## Prompt A
How long does the green garlic season last, according to the green garlic passage?
## Prompt B
Please carry the green garlic passage forward from its final sentence.

## Extract
*** Block opens ***
When green garlic first appears at the farmers market, you know that Spring has sprung. Picked before the bulb is fully mature, green garlic resembles a large scallion, with a small white base and a dark green stalk. The green garlic season is short (only a few weeks), so make sure you pick a bunch up when you see it, to enjoy the mild, slightly sweet baby garlic stalks.
Green garlic is still technically garlic and contains all the amazing health benefits found in a mature bulb. Garlic is notable for its immune-boosting qualities: allicin, the sulfur compound found in garlic, responsible for its pungent smell and taste, is a natural antibiotic and can help the body block infections. If you suffer from anemia or low iron levels, garlic also helps to keep iron levels high. Most people know that vitamin C helps increase iron metabolism, but garlic contains the protein ferroportin that carries stored iron from inside a cell to outside of the cell, assisting the body as needed.
*** Block closes ***
## Dataset extract
*** Block opens ***
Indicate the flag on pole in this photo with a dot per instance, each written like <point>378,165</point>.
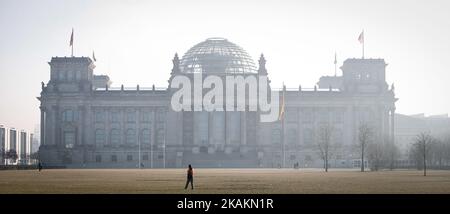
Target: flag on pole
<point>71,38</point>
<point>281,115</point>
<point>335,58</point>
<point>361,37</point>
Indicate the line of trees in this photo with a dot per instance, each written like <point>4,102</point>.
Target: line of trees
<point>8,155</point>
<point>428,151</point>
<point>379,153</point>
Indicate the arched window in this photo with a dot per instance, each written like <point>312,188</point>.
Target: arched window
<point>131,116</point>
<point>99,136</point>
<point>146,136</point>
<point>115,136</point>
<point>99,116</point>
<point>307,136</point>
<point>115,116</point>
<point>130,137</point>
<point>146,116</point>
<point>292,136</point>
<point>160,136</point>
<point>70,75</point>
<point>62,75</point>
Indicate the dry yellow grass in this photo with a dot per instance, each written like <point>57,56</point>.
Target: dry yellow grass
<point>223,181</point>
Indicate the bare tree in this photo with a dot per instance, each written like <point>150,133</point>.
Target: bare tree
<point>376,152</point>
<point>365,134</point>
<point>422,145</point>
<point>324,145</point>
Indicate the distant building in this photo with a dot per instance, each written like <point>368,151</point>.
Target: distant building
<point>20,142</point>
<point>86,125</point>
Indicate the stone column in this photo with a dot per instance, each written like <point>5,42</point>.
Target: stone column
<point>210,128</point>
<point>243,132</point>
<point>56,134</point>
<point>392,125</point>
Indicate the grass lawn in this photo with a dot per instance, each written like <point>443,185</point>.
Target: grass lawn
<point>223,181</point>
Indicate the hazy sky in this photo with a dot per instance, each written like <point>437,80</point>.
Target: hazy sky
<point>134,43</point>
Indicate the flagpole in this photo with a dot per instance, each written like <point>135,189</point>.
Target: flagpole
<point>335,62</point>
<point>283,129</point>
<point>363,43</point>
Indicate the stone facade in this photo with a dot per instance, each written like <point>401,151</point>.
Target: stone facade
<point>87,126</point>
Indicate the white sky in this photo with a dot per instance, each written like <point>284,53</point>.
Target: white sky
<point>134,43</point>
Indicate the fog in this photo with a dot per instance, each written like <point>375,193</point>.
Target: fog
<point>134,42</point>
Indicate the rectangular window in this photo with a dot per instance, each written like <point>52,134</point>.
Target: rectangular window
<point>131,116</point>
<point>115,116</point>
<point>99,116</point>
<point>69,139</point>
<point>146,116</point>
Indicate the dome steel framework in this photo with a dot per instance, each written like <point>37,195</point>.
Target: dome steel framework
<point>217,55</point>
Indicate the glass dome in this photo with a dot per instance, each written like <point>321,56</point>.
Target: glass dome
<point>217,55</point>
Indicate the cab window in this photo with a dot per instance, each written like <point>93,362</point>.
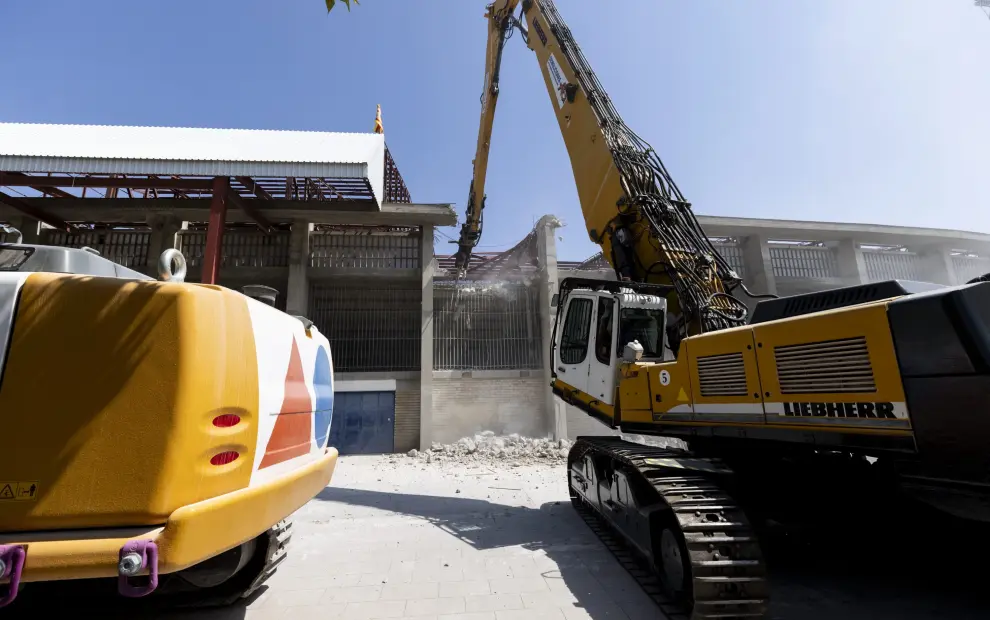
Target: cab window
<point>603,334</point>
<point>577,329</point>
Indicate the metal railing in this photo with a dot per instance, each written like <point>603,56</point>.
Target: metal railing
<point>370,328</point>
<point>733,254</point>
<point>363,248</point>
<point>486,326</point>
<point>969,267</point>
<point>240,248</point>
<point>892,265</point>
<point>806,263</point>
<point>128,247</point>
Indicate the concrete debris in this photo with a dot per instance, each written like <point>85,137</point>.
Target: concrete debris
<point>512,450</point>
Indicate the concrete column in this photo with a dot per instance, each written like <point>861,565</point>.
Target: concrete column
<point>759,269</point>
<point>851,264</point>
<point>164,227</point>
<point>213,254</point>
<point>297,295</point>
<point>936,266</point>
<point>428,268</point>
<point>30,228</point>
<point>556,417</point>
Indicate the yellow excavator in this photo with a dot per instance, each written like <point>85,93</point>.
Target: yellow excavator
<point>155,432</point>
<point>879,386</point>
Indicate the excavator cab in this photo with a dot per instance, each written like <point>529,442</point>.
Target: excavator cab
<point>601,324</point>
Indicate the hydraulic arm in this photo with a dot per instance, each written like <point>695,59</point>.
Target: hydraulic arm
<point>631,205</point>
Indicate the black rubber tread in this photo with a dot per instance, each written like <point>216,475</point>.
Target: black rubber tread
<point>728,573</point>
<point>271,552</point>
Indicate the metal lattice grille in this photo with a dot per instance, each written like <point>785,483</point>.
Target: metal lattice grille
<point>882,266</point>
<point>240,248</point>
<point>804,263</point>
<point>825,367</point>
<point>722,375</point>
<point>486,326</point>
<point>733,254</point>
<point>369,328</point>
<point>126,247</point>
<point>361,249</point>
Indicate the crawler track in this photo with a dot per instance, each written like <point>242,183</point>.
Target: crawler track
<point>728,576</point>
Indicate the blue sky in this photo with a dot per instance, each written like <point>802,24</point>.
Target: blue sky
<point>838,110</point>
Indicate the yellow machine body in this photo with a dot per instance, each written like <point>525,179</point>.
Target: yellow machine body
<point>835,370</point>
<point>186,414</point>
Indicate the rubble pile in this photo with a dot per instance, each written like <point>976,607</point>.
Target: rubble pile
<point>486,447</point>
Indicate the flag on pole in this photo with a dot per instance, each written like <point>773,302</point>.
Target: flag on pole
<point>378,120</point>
*** Block closes ***
## Written answer A
Only a few weeks.

## Written answer B
Find out even more health benefits and how to cook with green garlic after the break!
Due to its richness in polysulfides, garlic also helps protect against heart disease. And if that's not enough, garlic is rich in manganese, a mineral linked to HDL or "good" cholesterol. When manganese levels are high, HDL is high, and vice versa.
Integrating green garlic into meals is incredibly easy. Simply slice it thinly, as you would a green scallion. You can use both the white bulb and the tender portion of the green stalk. Here are a few ways to easily add green garlic to your meals:
- Stir it into a homemade salad dressing.
- Use it as a garnish for soups or chili.
- Sauté it as you would normal garlic for a stir-fry or for a vegetable dish.
- Stuff a whole chicken with whole green garlic and lemons, then roast.
- Use it as a pizza topping, but sprinkle it around the pizza before you add the cheese, so it doesn't burn in the oven.